Исходные данные:

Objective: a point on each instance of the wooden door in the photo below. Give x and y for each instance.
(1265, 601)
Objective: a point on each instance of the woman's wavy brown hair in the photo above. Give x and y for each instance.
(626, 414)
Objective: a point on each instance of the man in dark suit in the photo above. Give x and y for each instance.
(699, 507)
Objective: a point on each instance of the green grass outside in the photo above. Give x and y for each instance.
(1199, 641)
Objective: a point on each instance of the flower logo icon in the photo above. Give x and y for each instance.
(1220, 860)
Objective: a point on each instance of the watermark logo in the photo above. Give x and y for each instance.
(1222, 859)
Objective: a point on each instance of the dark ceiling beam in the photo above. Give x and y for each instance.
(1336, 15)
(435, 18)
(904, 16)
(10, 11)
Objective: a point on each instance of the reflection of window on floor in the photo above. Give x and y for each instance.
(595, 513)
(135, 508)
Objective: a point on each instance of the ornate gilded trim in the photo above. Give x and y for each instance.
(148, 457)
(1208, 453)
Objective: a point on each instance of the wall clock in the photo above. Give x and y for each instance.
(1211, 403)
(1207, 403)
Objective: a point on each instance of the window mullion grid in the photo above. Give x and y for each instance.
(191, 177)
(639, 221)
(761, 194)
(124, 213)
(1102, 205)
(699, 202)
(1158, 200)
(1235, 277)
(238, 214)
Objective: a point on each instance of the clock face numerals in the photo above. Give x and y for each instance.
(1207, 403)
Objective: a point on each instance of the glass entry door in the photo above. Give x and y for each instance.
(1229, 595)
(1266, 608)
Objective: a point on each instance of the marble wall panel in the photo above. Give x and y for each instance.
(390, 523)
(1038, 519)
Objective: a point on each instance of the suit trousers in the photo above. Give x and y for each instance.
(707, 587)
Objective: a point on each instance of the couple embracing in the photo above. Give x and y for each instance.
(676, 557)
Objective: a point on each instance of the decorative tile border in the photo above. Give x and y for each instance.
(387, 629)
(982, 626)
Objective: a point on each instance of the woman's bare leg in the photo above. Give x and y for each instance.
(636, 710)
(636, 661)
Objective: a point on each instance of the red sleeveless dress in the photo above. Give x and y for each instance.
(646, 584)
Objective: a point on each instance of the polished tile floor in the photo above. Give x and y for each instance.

Задание: Перенесите все строки приведенных выше записей в таблицу Markdown со столбцами «№» и «Строка». В первый столбец запишите номер строки, во второй саму строку, а пустые строки пропустите.

Итоговый результат:
| № | Строка |
|---|---|
| 1 | Objective: a point on each instance of the wooden door in the photo below. Give x and y for each instance. |
| 2 | (1265, 601) |
| 3 | Objective: a point on each instance of the woman's wavy brown hair in the photo above. Give x and y for each instance. |
| 4 | (626, 414) |
| 5 | Objective: a point on each instance of the man in dark suit in the photo above. Give x and y for each instance. |
| 6 | (699, 507) |
| 7 | Objective: a point on each instance of the green grass outside in the photo above. Give x and y for each instance. |
| 8 | (1199, 641) |
| 9 | Objective: a point on each instance of the flower logo icon in the photo above. Give x and y for each instance. |
| 10 | (1220, 860) |
| 11 | Objective: a point on each instance of the watermark logo in the photo above. Give x and y for each instance. |
| 12 | (1222, 859) |
| 13 | Objective: a point on each instance of the dark ceiling beam in the photo above. Give x and y for each instance. |
| 14 | (1336, 15) |
| 15 | (435, 18) |
| 16 | (904, 16) |
| 17 | (10, 11) |
| 18 | Objective: a point on each instance of the reflection of window on floor in the photo above. Give x and y for each instance. |
| 19 | (595, 513) |
| 20 | (135, 508) |
| 21 | Objective: a point on each instance of the ornate gilded trim in the photo above. Give x and y for each instance. |
| 22 | (148, 457) |
| 23 | (1208, 453) |
| 24 | Objective: a point on each instance of the wall clock in the photo above. Give x and y for each instance. |
| 25 | (1211, 403) |
| 26 | (1207, 403) |
| 27 | Objective: a point on each instance of the window mullion grid in the photo above. Give x and y for each instance. |
| 28 | (191, 177) |
| 29 | (639, 221) |
| 30 | (761, 194) |
| 31 | (124, 213) |
| 32 | (1102, 205) |
| 33 | (699, 202) |
| 34 | (1158, 200) |
| 35 | (1235, 277) |
| 36 | (238, 214) |
| 37 | Objective: a point on each instance of the clock face numerals in the photo above. Give x and y for each instance. |
| 38 | (1207, 403) |
| 39 | Objective: a point on each instance of the glass entry door in the photo above. Give x and y for each instance. |
| 40 | (1229, 595) |
| 41 | (1266, 608) |
| 42 | Objective: a point on each instance of the marble wall panel in the photo above. Give x and y for each instance. |
| 43 | (390, 523) |
| 44 | (1038, 519) |
| 45 | Objective: a point on each instance of the suit trousers in the photo above. Give x and y for each instance. |
| 46 | (707, 587) |
| 47 | Objective: a point on each instance of the couple embracing in the photo above. Give x and y for each instance. |
| 48 | (676, 557) |
| 49 | Objective: a point on each instance of the decorative tile border in the photo above. Give x and y for each instance. |
| 50 | (387, 629) |
| 51 | (982, 626) |
| 52 | Objective: a point on each instance of the woman's bare leg in the photo above. Give x and y for each instance. |
| 53 | (636, 710) |
| 54 | (636, 661) |
| 55 | Objective: a point on each instance of the red sleeveless dress in the photo above. Give x and y for each instance. |
| 56 | (646, 584) |
| 57 | Objective: a point on each instance of the polished tile floor in the photo above. Give x and y for each instance. |